What you will do ▸
List each line of the records below that contains the string "player", copying it whole. Case counts.

Data records ▸
※ ※ ※

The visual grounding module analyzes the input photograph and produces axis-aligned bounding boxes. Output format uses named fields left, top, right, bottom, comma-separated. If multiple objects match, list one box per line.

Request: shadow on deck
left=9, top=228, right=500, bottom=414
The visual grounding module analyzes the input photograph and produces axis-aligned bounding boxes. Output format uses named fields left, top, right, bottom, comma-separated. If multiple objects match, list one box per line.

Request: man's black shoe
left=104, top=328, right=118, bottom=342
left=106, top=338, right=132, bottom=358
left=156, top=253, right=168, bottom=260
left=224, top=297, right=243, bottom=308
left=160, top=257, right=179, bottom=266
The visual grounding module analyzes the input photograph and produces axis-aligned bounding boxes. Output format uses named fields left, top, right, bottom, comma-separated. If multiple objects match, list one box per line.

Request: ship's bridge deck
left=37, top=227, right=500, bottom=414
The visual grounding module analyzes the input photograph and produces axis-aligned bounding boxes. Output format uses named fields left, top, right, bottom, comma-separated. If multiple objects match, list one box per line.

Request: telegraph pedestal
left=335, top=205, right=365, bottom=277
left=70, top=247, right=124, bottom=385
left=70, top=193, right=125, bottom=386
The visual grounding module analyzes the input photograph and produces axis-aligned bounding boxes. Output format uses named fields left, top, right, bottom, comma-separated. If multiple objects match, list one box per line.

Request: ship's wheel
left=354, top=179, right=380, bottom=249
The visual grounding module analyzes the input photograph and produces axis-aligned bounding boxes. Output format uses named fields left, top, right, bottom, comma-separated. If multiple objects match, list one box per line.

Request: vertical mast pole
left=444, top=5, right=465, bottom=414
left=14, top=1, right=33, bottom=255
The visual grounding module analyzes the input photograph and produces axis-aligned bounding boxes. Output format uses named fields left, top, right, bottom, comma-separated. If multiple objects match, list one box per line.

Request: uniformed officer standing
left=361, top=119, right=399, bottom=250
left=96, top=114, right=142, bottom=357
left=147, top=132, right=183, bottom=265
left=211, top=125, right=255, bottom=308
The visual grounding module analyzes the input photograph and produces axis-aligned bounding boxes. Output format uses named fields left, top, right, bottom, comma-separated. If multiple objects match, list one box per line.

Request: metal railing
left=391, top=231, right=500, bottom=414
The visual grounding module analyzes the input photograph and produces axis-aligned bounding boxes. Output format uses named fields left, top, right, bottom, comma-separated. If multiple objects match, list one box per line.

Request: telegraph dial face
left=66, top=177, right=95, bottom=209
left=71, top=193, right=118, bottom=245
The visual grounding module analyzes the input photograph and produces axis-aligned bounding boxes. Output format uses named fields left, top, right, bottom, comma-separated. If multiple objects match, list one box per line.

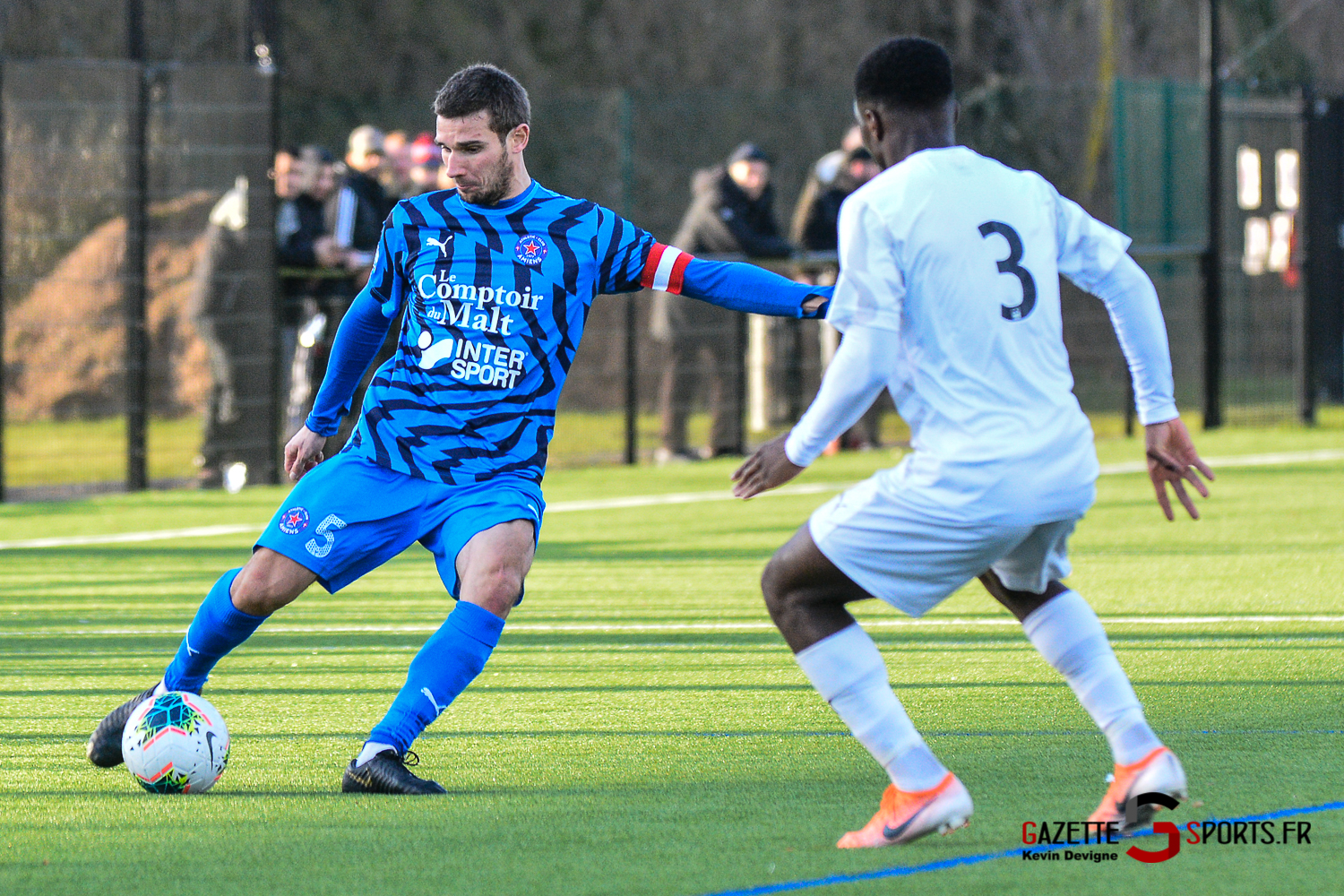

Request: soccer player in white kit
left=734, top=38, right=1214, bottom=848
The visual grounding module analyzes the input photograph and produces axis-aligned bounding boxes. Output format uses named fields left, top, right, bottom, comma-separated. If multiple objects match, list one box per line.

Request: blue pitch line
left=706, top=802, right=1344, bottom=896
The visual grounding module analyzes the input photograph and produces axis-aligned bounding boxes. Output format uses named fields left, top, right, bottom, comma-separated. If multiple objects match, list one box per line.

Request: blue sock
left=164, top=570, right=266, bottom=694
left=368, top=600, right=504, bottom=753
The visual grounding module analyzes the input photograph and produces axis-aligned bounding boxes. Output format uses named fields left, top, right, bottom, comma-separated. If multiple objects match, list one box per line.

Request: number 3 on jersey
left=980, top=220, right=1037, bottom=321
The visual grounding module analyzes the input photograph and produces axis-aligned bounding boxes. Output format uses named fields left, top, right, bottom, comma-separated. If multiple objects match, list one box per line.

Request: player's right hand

※ ※ ※

Exercise output ▸
Request: soccer player in white kit
Request: player's right hand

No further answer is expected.